__RECORD SET__
::::::::::
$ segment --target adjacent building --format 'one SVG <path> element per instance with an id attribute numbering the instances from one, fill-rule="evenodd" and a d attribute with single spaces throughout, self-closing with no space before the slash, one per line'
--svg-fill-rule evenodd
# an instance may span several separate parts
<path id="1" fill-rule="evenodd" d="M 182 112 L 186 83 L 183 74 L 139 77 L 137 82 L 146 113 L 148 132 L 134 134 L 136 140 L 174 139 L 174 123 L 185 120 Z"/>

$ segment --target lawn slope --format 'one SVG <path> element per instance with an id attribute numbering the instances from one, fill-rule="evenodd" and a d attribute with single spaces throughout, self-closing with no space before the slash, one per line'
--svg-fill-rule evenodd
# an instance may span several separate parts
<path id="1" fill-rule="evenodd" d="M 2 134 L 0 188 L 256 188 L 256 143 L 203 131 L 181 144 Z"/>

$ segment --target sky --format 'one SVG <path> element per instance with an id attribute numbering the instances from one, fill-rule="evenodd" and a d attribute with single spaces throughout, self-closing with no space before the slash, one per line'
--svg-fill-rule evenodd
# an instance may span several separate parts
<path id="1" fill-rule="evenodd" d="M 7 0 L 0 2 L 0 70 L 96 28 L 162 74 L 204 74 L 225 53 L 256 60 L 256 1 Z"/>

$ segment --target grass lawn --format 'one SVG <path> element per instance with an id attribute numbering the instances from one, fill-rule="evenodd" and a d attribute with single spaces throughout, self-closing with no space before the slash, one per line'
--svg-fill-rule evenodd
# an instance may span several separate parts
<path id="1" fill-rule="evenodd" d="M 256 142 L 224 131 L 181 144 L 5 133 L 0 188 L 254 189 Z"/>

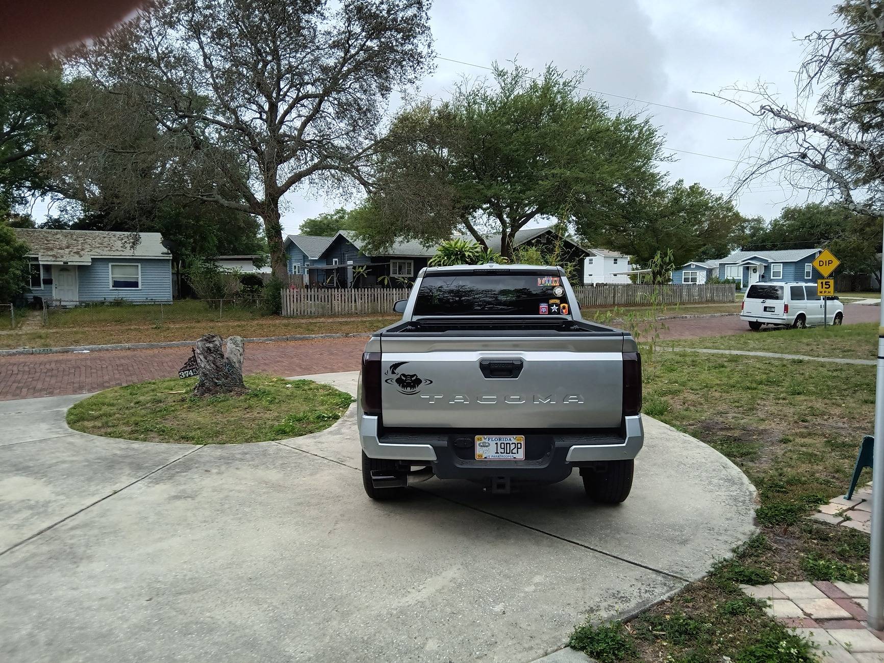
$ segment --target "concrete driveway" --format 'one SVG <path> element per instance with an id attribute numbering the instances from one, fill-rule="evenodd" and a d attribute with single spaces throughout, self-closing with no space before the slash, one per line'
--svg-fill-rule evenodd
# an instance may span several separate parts
<path id="1" fill-rule="evenodd" d="M 649 417 L 618 507 L 576 473 L 374 503 L 352 410 L 302 438 L 188 446 L 72 432 L 80 398 L 0 403 L 4 661 L 530 661 L 753 532 L 745 476 Z"/>

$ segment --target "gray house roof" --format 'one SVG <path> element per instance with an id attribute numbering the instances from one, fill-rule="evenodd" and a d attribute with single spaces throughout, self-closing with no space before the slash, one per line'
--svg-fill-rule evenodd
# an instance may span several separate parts
<path id="1" fill-rule="evenodd" d="M 13 228 L 27 255 L 45 264 L 92 264 L 93 258 L 171 258 L 159 232 Z M 133 238 L 138 243 L 133 246 Z"/>
<path id="2" fill-rule="evenodd" d="M 714 270 L 719 266 L 720 263 L 723 263 L 722 260 L 691 260 L 690 263 L 685 263 L 679 269 L 684 269 L 692 264 L 696 264 L 698 267 L 705 267 L 707 270 Z"/>
<path id="3" fill-rule="evenodd" d="M 342 230 L 338 232 L 338 235 L 341 235 L 349 241 L 353 246 L 365 254 L 362 251 L 362 246 L 365 242 L 362 241 L 356 233 L 352 230 Z M 335 235 L 337 237 L 338 235 Z M 332 240 L 334 238 L 332 238 Z M 430 247 L 429 248 L 418 241 L 394 241 L 390 248 L 376 252 L 375 254 L 365 254 L 366 255 L 401 255 L 406 258 L 429 258 L 436 255 L 437 248 Z"/>
<path id="4" fill-rule="evenodd" d="M 524 244 L 527 241 L 530 241 L 534 238 L 538 237 L 539 235 L 542 235 L 546 231 L 552 230 L 552 225 L 542 226 L 542 227 L 539 227 L 539 228 L 522 228 L 522 230 L 516 232 L 515 236 L 514 238 L 513 245 L 518 247 L 521 244 Z M 365 254 L 365 251 L 363 251 L 363 249 L 362 249 L 362 246 L 364 245 L 364 242 L 362 242 L 362 241 L 361 241 L 359 240 L 359 238 L 357 237 L 357 235 L 356 235 L 355 232 L 354 232 L 353 231 L 350 231 L 350 230 L 342 230 L 342 231 L 339 231 L 338 232 L 338 235 L 341 235 L 342 237 L 344 237 L 344 239 L 346 239 L 347 241 L 349 241 L 351 244 L 353 244 L 356 248 L 358 248 L 360 251 L 362 251 L 363 254 Z M 313 239 L 316 239 L 316 240 L 328 240 L 328 244 L 325 245 L 325 248 L 327 248 L 329 246 L 329 244 L 331 244 L 332 241 L 336 237 L 338 237 L 338 235 L 335 235 L 334 237 L 328 237 L 328 238 L 323 237 L 323 238 L 313 238 Z M 289 235 L 289 238 L 293 239 L 293 238 L 296 238 L 296 237 L 299 237 L 299 236 L 298 235 Z M 301 237 L 303 237 L 303 235 L 301 235 Z M 483 237 L 483 239 L 484 239 L 485 243 L 488 245 L 489 248 L 491 248 L 493 251 L 497 251 L 498 253 L 500 252 L 500 235 L 499 235 L 499 233 L 496 233 L 496 234 L 495 233 L 484 234 L 482 237 Z M 476 238 L 474 238 L 470 234 L 455 235 L 455 238 L 456 239 L 460 239 L 460 240 L 469 240 L 469 241 L 475 241 L 475 239 L 476 239 Z M 567 241 L 570 242 L 571 244 L 574 244 L 578 248 L 583 248 L 583 247 L 580 247 L 574 240 L 569 240 L 568 238 L 565 238 L 565 239 L 566 239 Z M 301 245 L 299 244 L 298 246 L 301 246 Z M 325 250 L 325 248 L 323 248 L 324 251 Z M 304 250 L 302 247 L 301 247 L 301 250 Z M 438 247 L 425 247 L 423 244 L 421 244 L 419 241 L 414 241 L 414 240 L 412 240 L 412 241 L 394 241 L 392 243 L 392 245 L 388 249 L 385 249 L 384 251 L 376 252 L 373 255 L 395 255 L 395 256 L 400 256 L 400 257 L 406 257 L 406 258 L 430 258 L 430 257 L 432 257 L 433 255 L 435 255 L 436 252 L 438 250 Z M 583 250 L 586 250 L 586 249 L 583 249 Z M 596 249 L 593 249 L 593 250 L 596 250 Z M 598 250 L 601 251 L 601 250 L 605 250 L 605 249 L 598 249 Z M 306 251 L 305 251 L 305 253 L 306 253 Z M 369 254 L 365 254 L 365 255 L 368 255 Z M 602 254 L 599 253 L 598 255 L 602 255 Z M 606 253 L 605 253 L 605 255 L 617 255 L 617 256 L 621 255 L 621 254 L 616 253 L 614 251 L 607 251 Z"/>
<path id="5" fill-rule="evenodd" d="M 735 264 L 751 257 L 764 258 L 770 263 L 795 263 L 819 253 L 819 248 L 788 248 L 779 251 L 735 251 L 719 261 L 720 264 Z"/>
<path id="6" fill-rule="evenodd" d="M 322 255 L 323 251 L 328 248 L 333 239 L 334 237 L 323 237 L 321 235 L 286 235 L 286 242 L 292 242 L 303 251 L 308 258 L 316 260 Z"/>

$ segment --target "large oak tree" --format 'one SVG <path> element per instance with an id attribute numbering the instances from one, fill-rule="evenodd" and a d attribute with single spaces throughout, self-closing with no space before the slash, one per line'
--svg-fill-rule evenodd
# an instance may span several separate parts
<path id="1" fill-rule="evenodd" d="M 293 187 L 368 186 L 393 90 L 428 69 L 425 0 L 164 0 L 75 54 L 152 110 L 215 183 L 188 194 L 254 214 L 286 272 Z"/>
<path id="2" fill-rule="evenodd" d="M 450 99 L 407 108 L 377 161 L 374 223 L 357 230 L 381 246 L 457 232 L 487 246 L 492 233 L 512 258 L 515 233 L 534 219 L 580 228 L 616 214 L 636 191 L 658 185 L 662 139 L 647 119 L 582 93 L 580 82 L 552 66 L 537 77 L 496 66 L 492 81 L 465 81 Z"/>

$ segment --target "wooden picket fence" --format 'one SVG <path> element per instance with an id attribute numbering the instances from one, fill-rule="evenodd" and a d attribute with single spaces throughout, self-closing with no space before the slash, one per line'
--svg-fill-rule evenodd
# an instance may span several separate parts
<path id="1" fill-rule="evenodd" d="M 733 283 L 606 284 L 574 289 L 582 307 L 642 306 L 657 293 L 659 304 L 733 303 Z M 286 288 L 282 291 L 284 316 L 347 316 L 392 313 L 397 300 L 408 299 L 410 288 Z"/>
<path id="2" fill-rule="evenodd" d="M 671 283 L 664 286 L 608 283 L 579 286 L 574 289 L 574 293 L 582 307 L 641 306 L 650 304 L 655 293 L 659 304 L 730 304 L 735 300 L 736 286 L 733 283 Z"/>
<path id="3" fill-rule="evenodd" d="M 284 316 L 347 316 L 392 313 L 397 300 L 410 288 L 301 288 L 282 291 Z"/>

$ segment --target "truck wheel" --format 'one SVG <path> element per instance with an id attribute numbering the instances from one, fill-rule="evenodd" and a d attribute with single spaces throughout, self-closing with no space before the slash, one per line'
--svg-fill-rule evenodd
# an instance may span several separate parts
<path id="1" fill-rule="evenodd" d="M 620 504 L 632 490 L 632 471 L 635 461 L 607 461 L 601 469 L 583 475 L 583 489 L 596 502 Z"/>
<path id="2" fill-rule="evenodd" d="M 371 470 L 381 470 L 392 473 L 396 471 L 396 461 L 388 461 L 385 458 L 369 458 L 362 452 L 362 486 L 365 488 L 365 494 L 372 499 L 396 499 L 405 494 L 404 486 L 395 488 L 375 488 L 371 481 Z"/>

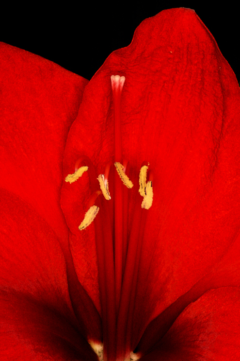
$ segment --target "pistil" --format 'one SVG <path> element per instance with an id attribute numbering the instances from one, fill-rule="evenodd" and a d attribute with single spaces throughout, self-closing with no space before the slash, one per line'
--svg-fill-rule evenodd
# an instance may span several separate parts
<path id="1" fill-rule="evenodd" d="M 125 77 L 119 75 L 111 76 L 113 103 L 114 135 L 114 163 L 122 162 L 120 103 L 122 90 Z M 114 173 L 114 271 L 116 307 L 119 307 L 123 277 L 123 190 L 122 182 L 118 174 Z M 126 226 L 126 225 L 125 225 Z"/>

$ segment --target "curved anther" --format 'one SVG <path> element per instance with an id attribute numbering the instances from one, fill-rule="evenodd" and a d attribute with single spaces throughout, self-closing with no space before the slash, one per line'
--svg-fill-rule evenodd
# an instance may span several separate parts
<path id="1" fill-rule="evenodd" d="M 144 200 L 142 203 L 142 208 L 145 209 L 149 209 L 152 206 L 153 200 L 153 190 L 152 186 L 153 174 L 149 172 L 150 174 L 150 180 L 146 182 L 147 172 L 148 166 L 144 165 L 140 170 L 139 174 L 139 193 Z"/>
<path id="2" fill-rule="evenodd" d="M 99 174 L 97 177 L 97 179 L 99 182 L 100 188 L 104 198 L 107 201 L 109 201 L 111 199 L 111 197 L 108 188 L 108 180 L 105 179 L 104 174 Z"/>
<path id="3" fill-rule="evenodd" d="M 89 341 L 88 343 L 97 355 L 99 361 L 103 361 L 103 344 L 101 343 L 97 344 L 94 341 Z"/>
<path id="4" fill-rule="evenodd" d="M 119 175 L 119 177 L 123 181 L 123 184 L 128 188 L 132 188 L 132 187 L 133 187 L 133 184 L 130 180 L 127 174 L 125 173 L 124 172 L 124 166 L 119 162 L 115 162 L 114 165 L 116 167 L 116 169 L 117 170 L 117 172 Z"/>
<path id="5" fill-rule="evenodd" d="M 70 184 L 73 183 L 77 180 L 79 178 L 81 177 L 84 172 L 86 172 L 88 169 L 88 167 L 83 166 L 77 169 L 76 172 L 72 174 L 68 174 L 65 178 L 65 182 L 69 182 Z"/>
<path id="6" fill-rule="evenodd" d="M 97 197 L 99 194 L 101 194 L 101 190 L 96 190 L 92 194 L 89 200 L 88 210 L 86 212 L 83 220 L 79 226 L 79 229 L 80 231 L 85 229 L 89 225 L 89 224 L 91 224 L 98 213 L 99 208 L 97 206 L 96 206 L 94 204 L 94 203 Z"/>
<path id="7" fill-rule="evenodd" d="M 79 226 L 79 229 L 82 231 L 87 228 L 89 224 L 91 224 L 94 219 L 98 213 L 99 210 L 99 207 L 97 206 L 92 206 L 89 208 L 87 212 L 86 212 L 83 221 L 81 222 Z"/>
<path id="8" fill-rule="evenodd" d="M 112 162 L 109 162 L 106 166 L 104 174 L 99 174 L 97 177 L 97 179 L 99 182 L 101 190 L 102 192 L 104 198 L 105 199 L 107 199 L 107 201 L 109 201 L 109 200 L 111 199 L 108 188 L 108 176 L 109 175 L 109 172 L 112 164 Z"/>

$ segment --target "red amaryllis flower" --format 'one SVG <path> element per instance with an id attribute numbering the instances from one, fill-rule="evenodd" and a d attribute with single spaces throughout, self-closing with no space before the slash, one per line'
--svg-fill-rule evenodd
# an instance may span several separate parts
<path id="1" fill-rule="evenodd" d="M 194 11 L 88 84 L 0 53 L 1 360 L 239 360 L 240 94 Z"/>

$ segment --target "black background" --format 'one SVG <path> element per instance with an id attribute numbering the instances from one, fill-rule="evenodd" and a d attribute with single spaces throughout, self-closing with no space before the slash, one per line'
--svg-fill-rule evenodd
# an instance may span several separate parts
<path id="1" fill-rule="evenodd" d="M 224 6 L 217 2 L 214 8 L 210 2 L 208 7 L 195 5 L 194 1 L 144 2 L 10 6 L 1 13 L 0 38 L 90 79 L 112 52 L 129 45 L 144 19 L 164 9 L 188 7 L 209 29 L 240 80 L 237 5 L 231 6 L 228 2 Z"/>

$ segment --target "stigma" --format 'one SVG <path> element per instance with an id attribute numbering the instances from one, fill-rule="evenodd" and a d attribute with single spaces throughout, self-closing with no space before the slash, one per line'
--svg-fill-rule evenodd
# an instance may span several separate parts
<path id="1" fill-rule="evenodd" d="M 122 158 L 122 151 L 120 108 L 121 93 L 125 82 L 125 77 L 124 76 L 120 76 L 120 75 L 112 75 L 111 76 L 114 119 L 115 161 L 114 162 L 114 165 L 115 171 L 122 183 L 127 188 L 132 191 L 133 188 L 133 183 L 126 174 L 127 164 L 128 162 L 126 160 L 124 161 L 123 164 L 122 164 L 120 161 Z M 71 184 L 78 180 L 81 177 L 84 172 L 88 170 L 88 167 L 87 165 L 82 165 L 79 167 L 83 159 L 84 159 L 84 157 L 80 158 L 77 161 L 75 172 L 73 174 L 68 174 L 65 178 L 65 182 L 69 182 Z M 146 163 L 148 165 L 146 165 Z M 100 189 L 92 195 L 91 200 L 89 201 L 89 203 L 88 209 L 86 212 L 84 219 L 79 226 L 79 229 L 81 231 L 85 229 L 92 223 L 99 211 L 99 207 L 94 204 L 96 198 L 100 194 L 102 194 L 106 200 L 110 201 L 111 200 L 109 191 L 108 176 L 112 164 L 112 162 L 110 161 L 106 167 L 104 173 L 99 174 L 97 178 Z M 151 179 L 152 177 L 149 176 L 149 179 L 147 181 L 147 173 L 149 164 L 146 162 L 143 164 L 143 165 L 140 169 L 139 173 L 139 192 L 143 198 L 141 204 L 142 208 L 144 209 L 149 209 L 152 206 L 153 200 L 153 184 L 152 179 Z M 116 192 L 117 193 L 119 191 L 116 185 L 115 185 L 114 188 L 115 196 L 116 196 Z M 122 206 L 121 206 L 122 207 Z"/>

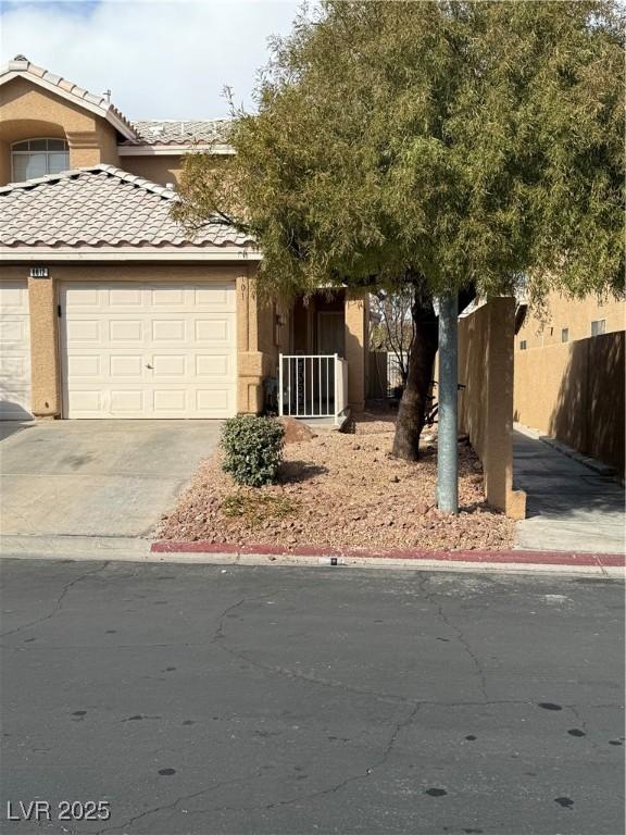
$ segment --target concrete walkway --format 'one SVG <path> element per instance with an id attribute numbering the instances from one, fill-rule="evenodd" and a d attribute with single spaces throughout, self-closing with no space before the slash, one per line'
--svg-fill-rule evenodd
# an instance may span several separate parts
<path id="1" fill-rule="evenodd" d="M 11 540 L 147 535 L 215 448 L 220 421 L 51 421 L 4 427 L 2 551 Z M 14 431 L 17 429 L 17 431 Z"/>
<path id="2" fill-rule="evenodd" d="M 515 487 L 526 490 L 516 548 L 623 553 L 624 489 L 616 478 L 549 447 L 531 431 L 514 433 Z"/>

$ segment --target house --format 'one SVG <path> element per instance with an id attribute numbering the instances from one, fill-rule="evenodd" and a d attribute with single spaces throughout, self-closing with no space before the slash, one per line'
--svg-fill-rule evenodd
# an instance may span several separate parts
<path id="1" fill-rule="evenodd" d="M 367 297 L 261 303 L 254 241 L 171 217 L 224 122 L 132 122 L 17 55 L 0 71 L 0 418 L 298 416 L 363 408 Z M 283 359 L 280 359 L 283 357 Z"/>
<path id="2" fill-rule="evenodd" d="M 552 291 L 517 306 L 514 419 L 624 473 L 626 302 Z"/>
::::::::::
__TASK DESCRIPTION__
Arrange the data as a numbered list, from its first line through the line containing "649 417 L 618", skipping blank lines and leaving out the pictures.

__RESPONSE BELOW__
1. $ segment --target adjacent building --format 'one SVG <path> element per instance with an id attribute numbering the instances from one, fill-rule="evenodd" and a d attribute with single spaces throughout, self-closing with no space before the slash, one per line'
2. --svg-fill-rule evenodd
3. # an instance may span several separate parts
4. <path id="1" fill-rule="evenodd" d="M 182 112 L 186 83 L 183 74 L 139 77 L 137 82 L 146 113 L 148 132 L 134 134 L 136 140 L 174 139 L 174 123 L 185 120 Z"/>
5. $ segment --target lawn slope --format 'one SVG <path> element per instance with an id attribute numbering the instances from one, fill-rule="evenodd" and a d attribute with single spaces throughout, self-closing with no space before the slash, one per line'
6. --svg-fill-rule evenodd
7. # an instance may span several separate parts
8. <path id="1" fill-rule="evenodd" d="M 2 134 L 0 188 L 256 188 L 256 143 L 203 131 L 181 144 Z"/>
9. $ segment --target sky --format 'one SVG <path> element per instance with an id attribute numbering the instances from one, fill-rule="evenodd" and a d attribute with single spaces throughout, self-closing with no space before the slash, one per line'
10. --svg-fill-rule evenodd
11. # an instance may span several separate parts
12. <path id="1" fill-rule="evenodd" d="M 7 0 L 0 2 L 0 70 L 96 28 L 162 74 L 204 74 L 225 53 L 256 60 L 256 1 Z"/>
13. $ segment --target grass lawn --format 'one SVG <path> element per instance with an id attribute numbering the instances from one, fill-rule="evenodd" and a d attribute with single spaces throughout, self-closing with no space before the slash, one per line'
14. --svg-fill-rule evenodd
15. # an instance may span several separate parts
16. <path id="1" fill-rule="evenodd" d="M 256 142 L 224 131 L 181 144 L 5 133 L 0 188 L 254 189 Z"/>
17. $ segment --target "concrete driveway" --format 'one SVG <path> element per instance with an id attribute numbering the instances from one, fill-rule="evenodd" and a d attribute with single spaces throughout, self-closing with no space before the slash, one per line'
18. --svg-fill-rule evenodd
19. # an instance may span several separate parts
20. <path id="1" fill-rule="evenodd" d="M 649 417 L 618 507 L 576 473 L 374 503 L 352 410 L 302 438 L 188 446 L 72 432 L 80 398 L 0 403 L 4 661 L 530 661 L 753 532 L 745 476 Z"/>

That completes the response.